__Source data__:
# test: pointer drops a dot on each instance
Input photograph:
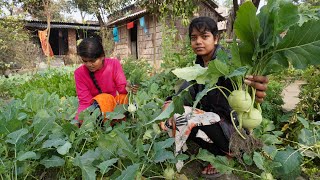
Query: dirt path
(290, 95)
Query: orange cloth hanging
(130, 25)
(43, 39)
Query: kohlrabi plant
(270, 41)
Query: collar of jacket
(199, 59)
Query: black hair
(90, 48)
(203, 24)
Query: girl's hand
(260, 83)
(133, 88)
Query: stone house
(63, 35)
(147, 45)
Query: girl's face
(93, 64)
(203, 43)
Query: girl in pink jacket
(99, 79)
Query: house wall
(122, 48)
(72, 41)
(149, 44)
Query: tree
(311, 2)
(233, 14)
(37, 8)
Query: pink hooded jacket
(110, 78)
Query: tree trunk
(101, 22)
(46, 4)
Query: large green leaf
(246, 25)
(129, 173)
(42, 123)
(27, 155)
(222, 164)
(288, 15)
(300, 47)
(163, 155)
(267, 18)
(64, 149)
(290, 160)
(247, 28)
(189, 73)
(104, 166)
(158, 146)
(176, 106)
(54, 161)
(53, 143)
(259, 160)
(15, 136)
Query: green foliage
(176, 51)
(136, 70)
(15, 45)
(274, 51)
(309, 105)
(271, 107)
(59, 81)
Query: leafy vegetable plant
(269, 42)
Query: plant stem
(155, 136)
(83, 145)
(234, 125)
(15, 162)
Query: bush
(16, 49)
(271, 107)
(309, 105)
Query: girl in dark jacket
(203, 33)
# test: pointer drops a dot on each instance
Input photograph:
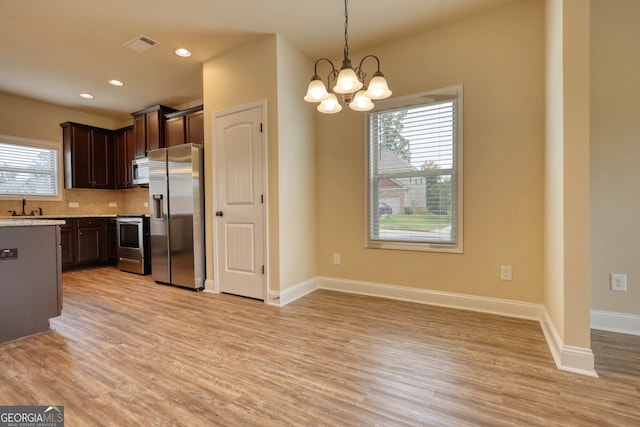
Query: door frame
(265, 182)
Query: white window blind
(413, 173)
(28, 169)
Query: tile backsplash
(79, 201)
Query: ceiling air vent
(140, 44)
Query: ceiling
(54, 50)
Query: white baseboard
(615, 322)
(209, 286)
(572, 359)
(295, 292)
(445, 299)
(567, 358)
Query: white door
(239, 203)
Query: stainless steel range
(133, 244)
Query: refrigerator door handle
(157, 206)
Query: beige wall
(242, 76)
(567, 243)
(554, 157)
(26, 118)
(615, 137)
(272, 70)
(296, 169)
(498, 56)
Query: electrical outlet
(506, 272)
(618, 282)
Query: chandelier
(349, 82)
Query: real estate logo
(31, 416)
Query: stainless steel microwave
(140, 171)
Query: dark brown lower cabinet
(87, 242)
(68, 242)
(91, 232)
(112, 241)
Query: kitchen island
(30, 276)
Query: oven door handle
(157, 206)
(129, 220)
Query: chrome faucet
(24, 212)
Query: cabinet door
(175, 131)
(155, 137)
(195, 128)
(81, 157)
(89, 244)
(112, 241)
(68, 243)
(140, 136)
(124, 153)
(121, 169)
(102, 159)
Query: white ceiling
(53, 50)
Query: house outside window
(29, 168)
(414, 182)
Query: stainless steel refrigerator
(176, 201)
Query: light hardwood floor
(127, 351)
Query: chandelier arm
(370, 56)
(346, 34)
(315, 66)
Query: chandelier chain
(346, 29)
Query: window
(29, 168)
(415, 172)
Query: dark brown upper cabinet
(88, 156)
(186, 126)
(149, 129)
(125, 147)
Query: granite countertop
(29, 222)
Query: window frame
(37, 143)
(408, 101)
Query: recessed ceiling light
(185, 53)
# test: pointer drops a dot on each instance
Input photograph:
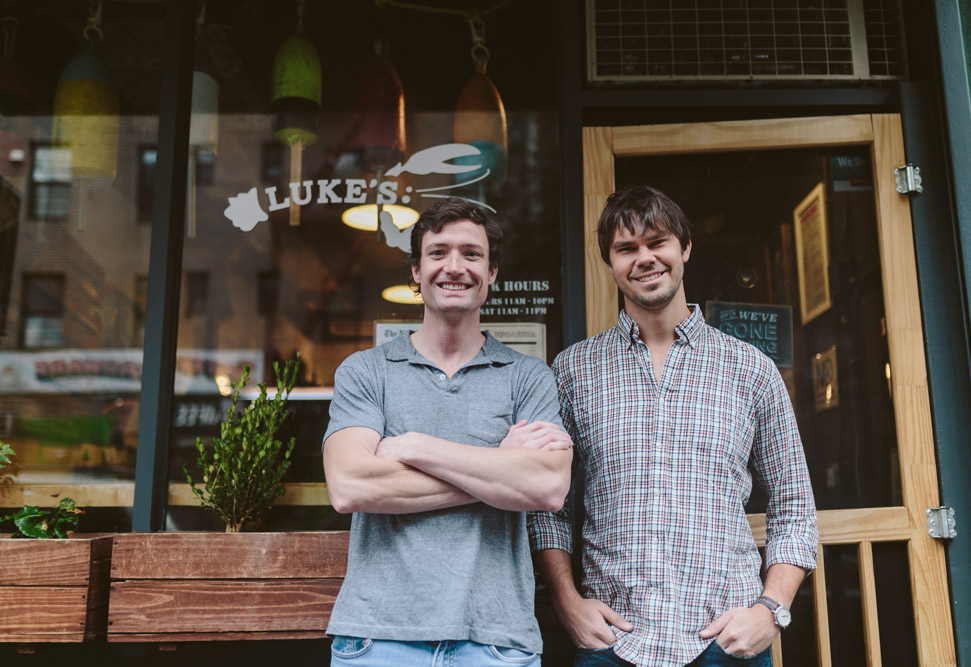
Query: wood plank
(821, 609)
(874, 524)
(777, 651)
(598, 184)
(42, 610)
(918, 468)
(229, 556)
(213, 636)
(741, 135)
(201, 605)
(121, 494)
(868, 598)
(46, 562)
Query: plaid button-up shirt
(667, 471)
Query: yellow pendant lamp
(296, 100)
(480, 118)
(86, 112)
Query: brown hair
(452, 209)
(640, 208)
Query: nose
(453, 262)
(645, 255)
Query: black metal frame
(164, 270)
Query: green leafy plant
(6, 451)
(243, 467)
(45, 522)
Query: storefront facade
(176, 185)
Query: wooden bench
(176, 587)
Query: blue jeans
(358, 652)
(714, 656)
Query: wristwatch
(781, 613)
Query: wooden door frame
(918, 466)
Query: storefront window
(80, 93)
(277, 265)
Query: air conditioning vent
(670, 40)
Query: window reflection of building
(42, 311)
(50, 183)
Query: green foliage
(243, 467)
(45, 522)
(6, 451)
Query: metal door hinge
(940, 523)
(908, 179)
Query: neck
(657, 326)
(448, 342)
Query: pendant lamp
(86, 112)
(295, 102)
(480, 118)
(204, 121)
(377, 138)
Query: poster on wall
(825, 380)
(812, 254)
(527, 338)
(767, 327)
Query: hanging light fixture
(480, 117)
(204, 121)
(378, 139)
(296, 100)
(86, 112)
(401, 294)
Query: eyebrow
(463, 246)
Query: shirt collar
(492, 352)
(689, 329)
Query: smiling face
(454, 274)
(649, 268)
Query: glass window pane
(814, 304)
(71, 250)
(275, 266)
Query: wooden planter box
(174, 587)
(54, 590)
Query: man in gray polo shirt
(439, 441)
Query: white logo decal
(245, 211)
(433, 161)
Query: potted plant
(52, 589)
(171, 587)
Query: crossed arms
(414, 472)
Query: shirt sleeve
(357, 397)
(780, 466)
(554, 530)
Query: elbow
(554, 496)
(342, 498)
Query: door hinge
(908, 179)
(940, 523)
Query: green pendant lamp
(296, 99)
(86, 112)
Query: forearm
(510, 478)
(782, 581)
(555, 567)
(360, 481)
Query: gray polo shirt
(455, 574)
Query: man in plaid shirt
(668, 417)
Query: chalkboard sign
(769, 328)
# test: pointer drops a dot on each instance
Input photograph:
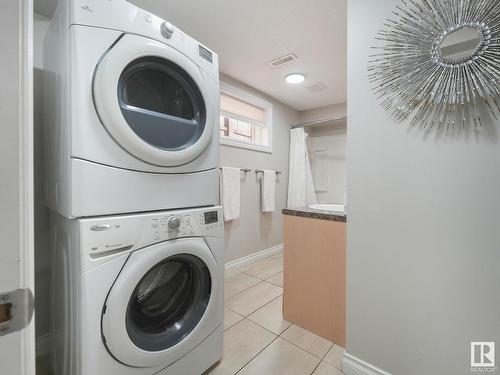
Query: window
(245, 120)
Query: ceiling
(247, 34)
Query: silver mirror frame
(412, 79)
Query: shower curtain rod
(318, 122)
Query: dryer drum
(168, 302)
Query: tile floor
(256, 338)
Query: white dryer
(138, 294)
(132, 112)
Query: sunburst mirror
(438, 62)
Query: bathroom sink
(328, 207)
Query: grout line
(268, 277)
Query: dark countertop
(315, 214)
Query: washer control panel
(203, 222)
(128, 232)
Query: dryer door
(154, 101)
(162, 304)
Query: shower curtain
(300, 185)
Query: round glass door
(168, 302)
(161, 103)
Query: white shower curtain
(300, 185)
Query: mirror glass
(460, 44)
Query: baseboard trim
(352, 365)
(254, 257)
(43, 343)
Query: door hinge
(16, 310)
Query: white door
(17, 341)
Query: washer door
(154, 101)
(162, 304)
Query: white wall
(42, 264)
(423, 234)
(255, 231)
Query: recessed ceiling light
(295, 78)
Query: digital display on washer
(211, 217)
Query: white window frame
(254, 100)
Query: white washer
(138, 294)
(132, 112)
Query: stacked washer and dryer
(132, 181)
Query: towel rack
(261, 171)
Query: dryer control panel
(128, 232)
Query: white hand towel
(268, 184)
(231, 192)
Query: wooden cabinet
(315, 276)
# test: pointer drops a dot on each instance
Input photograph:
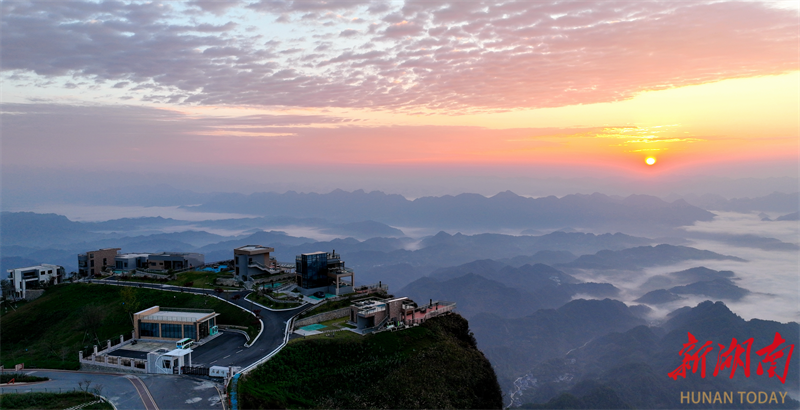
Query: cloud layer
(445, 56)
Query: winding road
(177, 392)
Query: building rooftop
(42, 266)
(179, 315)
(254, 249)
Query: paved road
(115, 387)
(129, 392)
(271, 338)
(183, 392)
(144, 394)
(172, 392)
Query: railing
(163, 318)
(186, 310)
(370, 311)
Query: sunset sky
(453, 87)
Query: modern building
(174, 323)
(323, 272)
(378, 312)
(251, 260)
(174, 260)
(131, 261)
(94, 262)
(163, 361)
(35, 277)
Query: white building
(130, 261)
(162, 361)
(35, 277)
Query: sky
(295, 90)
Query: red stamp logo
(734, 356)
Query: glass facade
(171, 331)
(313, 269)
(188, 331)
(148, 329)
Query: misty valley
(584, 299)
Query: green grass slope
(49, 331)
(433, 366)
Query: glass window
(189, 331)
(148, 329)
(171, 331)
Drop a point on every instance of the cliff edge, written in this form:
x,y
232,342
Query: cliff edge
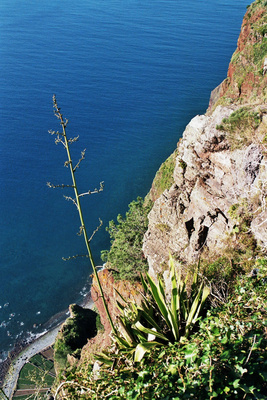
x,y
218,198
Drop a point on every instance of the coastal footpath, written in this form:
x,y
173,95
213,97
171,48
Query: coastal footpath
x,y
212,207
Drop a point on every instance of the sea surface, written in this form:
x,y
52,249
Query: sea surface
x,y
129,75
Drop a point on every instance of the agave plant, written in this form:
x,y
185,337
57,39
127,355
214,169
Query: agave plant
x,y
159,320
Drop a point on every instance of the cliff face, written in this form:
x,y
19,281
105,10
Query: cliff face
x,y
220,174
211,181
246,78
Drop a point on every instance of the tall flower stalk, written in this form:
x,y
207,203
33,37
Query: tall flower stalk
x,y
61,137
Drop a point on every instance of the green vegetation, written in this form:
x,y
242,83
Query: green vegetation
x,y
224,359
125,256
62,138
241,126
163,227
164,177
74,334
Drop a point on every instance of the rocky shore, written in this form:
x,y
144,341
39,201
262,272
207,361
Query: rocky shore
x,y
27,348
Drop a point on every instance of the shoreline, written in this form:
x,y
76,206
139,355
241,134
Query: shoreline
x,y
23,351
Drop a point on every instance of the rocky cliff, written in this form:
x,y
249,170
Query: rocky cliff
x,y
220,174
211,192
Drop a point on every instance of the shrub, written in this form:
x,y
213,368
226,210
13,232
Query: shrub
x,y
225,359
125,255
240,126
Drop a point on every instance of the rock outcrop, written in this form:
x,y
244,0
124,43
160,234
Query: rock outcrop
x,y
210,179
220,174
246,80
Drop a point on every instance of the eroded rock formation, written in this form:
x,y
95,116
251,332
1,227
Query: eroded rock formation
x,y
210,179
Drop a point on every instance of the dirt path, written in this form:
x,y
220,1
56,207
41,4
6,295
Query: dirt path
x,y
36,347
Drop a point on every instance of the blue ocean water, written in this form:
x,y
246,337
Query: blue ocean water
x,y
129,75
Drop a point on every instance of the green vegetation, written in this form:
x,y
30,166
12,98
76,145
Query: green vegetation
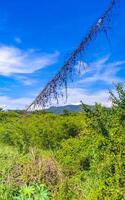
x,y
72,156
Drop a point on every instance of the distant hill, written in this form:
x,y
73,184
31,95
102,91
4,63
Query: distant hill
x,y
60,110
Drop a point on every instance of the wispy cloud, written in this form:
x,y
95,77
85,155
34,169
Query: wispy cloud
x,y
16,61
18,40
11,103
103,70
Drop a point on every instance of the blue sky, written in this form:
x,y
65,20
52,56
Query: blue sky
x,y
36,37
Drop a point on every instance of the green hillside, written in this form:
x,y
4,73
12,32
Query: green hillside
x,y
71,156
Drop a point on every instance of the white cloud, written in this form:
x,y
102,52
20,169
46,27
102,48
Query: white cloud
x,y
25,80
18,40
11,103
75,95
16,61
103,70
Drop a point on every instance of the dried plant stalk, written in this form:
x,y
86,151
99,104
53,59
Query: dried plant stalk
x,y
53,89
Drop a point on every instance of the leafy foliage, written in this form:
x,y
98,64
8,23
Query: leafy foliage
x,y
70,156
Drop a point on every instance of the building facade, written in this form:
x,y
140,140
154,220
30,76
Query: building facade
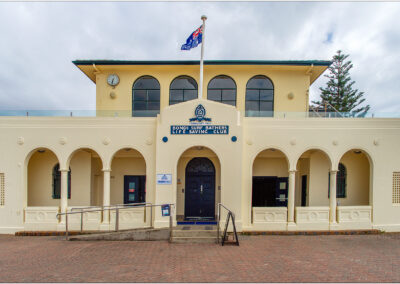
x,y
249,143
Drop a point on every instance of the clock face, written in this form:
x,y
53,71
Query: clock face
x,y
113,80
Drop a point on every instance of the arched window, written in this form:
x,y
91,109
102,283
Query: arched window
x,y
182,89
222,89
146,97
341,182
57,182
259,96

__Exercise objective__: Give back, word for word, the lines from the line that contains "Drop a point on every instance of the rock outcrop, written" through the last line of the records, with no pictures and nothing else.

__Response to this task__:
Drop a point on every instance of the rock outcrop, written in this form:
x,y
244,0
124,43
160,234
Query: rock outcrop
x,y
210,179
220,174
246,80
Drop a point on every instance of the eroded rock formation, written in this form:
x,y
95,116
251,332
1,227
Query: eroded rock formation
x,y
210,179
Drop a point on every instance of the dirt path, written in this form:
x,y
220,1
56,207
41,4
6,295
Query: dirt path
x,y
36,347
Drop a point on every instance of the blue ocean water, written in this form:
x,y
246,337
Query: blue ocean water
x,y
129,75
Drop a point on every instance of the green vegetation, written in this form:
x,y
30,166
12,98
76,145
Query: green vegetation
x,y
72,156
Drop a point on every instance of the distant hill, written in this form:
x,y
73,184
31,95
102,91
4,63
Query: distant hill
x,y
60,110
Drop a point on every instance of the wispy cloud, written in this form:
x,y
95,77
85,155
34,169
Query: wispy cloud
x,y
16,61
18,40
11,103
103,70
Drop a point on every instance of the blue sky, written in this form:
x,y
65,20
52,56
Query: blue sky
x,y
36,37
Drop a point on every instance of the green hillside, written in this form:
x,y
4,73
12,32
Query: green hillside
x,y
71,156
Drop a point on every instance of the white cloud, written in this form:
x,y
102,52
20,169
46,27
102,48
Query: white cloud
x,y
25,80
18,40
11,103
75,95
16,61
103,70
Drop a point on every instance of the dried plant stalk, written in this form:
x,y
86,151
99,104
53,59
Query: dried plant stalk
x,y
53,89
Drop a point on every instance of the leafy foliage, written in this form:
x,y
98,64
8,23
Query: leafy foliage
x,y
70,156
Drop a point on every instance of the building facade, written in this form:
x,y
140,140
154,220
30,76
Query: building facade
x,y
249,143
Drop a point on every instance of the clock face, written in this form:
x,y
53,71
Query: clock face
x,y
113,80
Drop a point on every instance of the arched window, written in this form:
x,y
91,109
102,283
Query: arched window
x,y
182,89
222,89
146,97
341,182
57,182
259,96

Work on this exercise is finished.